■ Selected passage
I want to emphasize that NONE of the above activity was due to "government interference," in fact was permitted only because the government failed to take action to prevent any of it.

The situation was compounded when the financial institutions which assembled and packaged the bonds sold them to their own clients (obviously without due diligence) and certainly without informing the clients that they themselves had obtained insurance against the default of any of these shit bonds (issued as a "credit default swap," a new financial instrument invented so that the insurers could avoid the very government regulations that would have prevented them from insuring against this very risk.  Again, none of these activities were due in any way to "government interference" but followed the inevitable laws of profit-seeking inherent in the capitalist system.  It is absolutely ludicrous to claim, as you do, that "government regulations made them do it."   It was the FAILURE of the government to intervene in any of these shenanigans that caused the melt-down of 2008.

<<Then add . . . wreckless spending policies by Obama & company, ripe with all forms of bailouts. . . >>

ANOTHER CROCK OF SHIT.  Do you not understand that by the time of Obama's taking over, all of the above had already happened, including the first bail-out, which was agreed to by Bush AND Obama?

<<Not to mention the every increasing stifling regulations being placed on businesses, producing a literal wet-blanket to any chance of early recovery or decreased unemployment.>>

More fucking conservative bullshit.  Glass-Steagall had already been repealed in 1999 and STILL hasn't been re-enacted.  A landmark "stifling regulation" standing since the time of FDR was repealed, but do you see any "early recovery" or "decreased unemployment" resulting from that?  Borrowing qualifications were, as you yourself claim, loosened by Fannie and Freddie, but you yourself say this helped CAUSE the melt-down, not improve it.  Do you think the government's loosening of borrowing requirements was responsible for any "early recovery" or "decreased unemployment?"  Where?  Because I sure as hell don't see any.

■ Given information

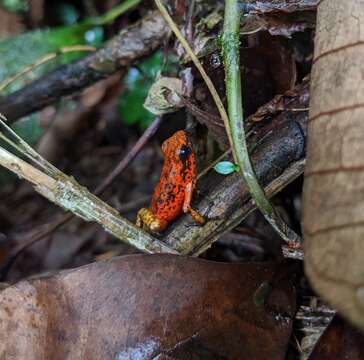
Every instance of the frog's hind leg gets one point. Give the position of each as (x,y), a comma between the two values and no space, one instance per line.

--

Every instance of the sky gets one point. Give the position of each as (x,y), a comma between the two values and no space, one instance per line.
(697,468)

■ Brief 1
In the passage on the 2008 melt-down, why was the credit default swap invented?
■ Brief 2
Quote the passage on the 2008 melt-down, beginning at the words "I want to emphasize" and stopping after "prevent any of it.".

■ Exercise result 1
The credit default swap was invented so that insurers could avoid the government regulations that would have stopped them from insuring against the very risk of these bonds defaulting.

■ Exercise result 2
I want to emphasize that NONE of the above activity was due to "government interference," in fact was permitted only because the government failed to take action to prevent any of it.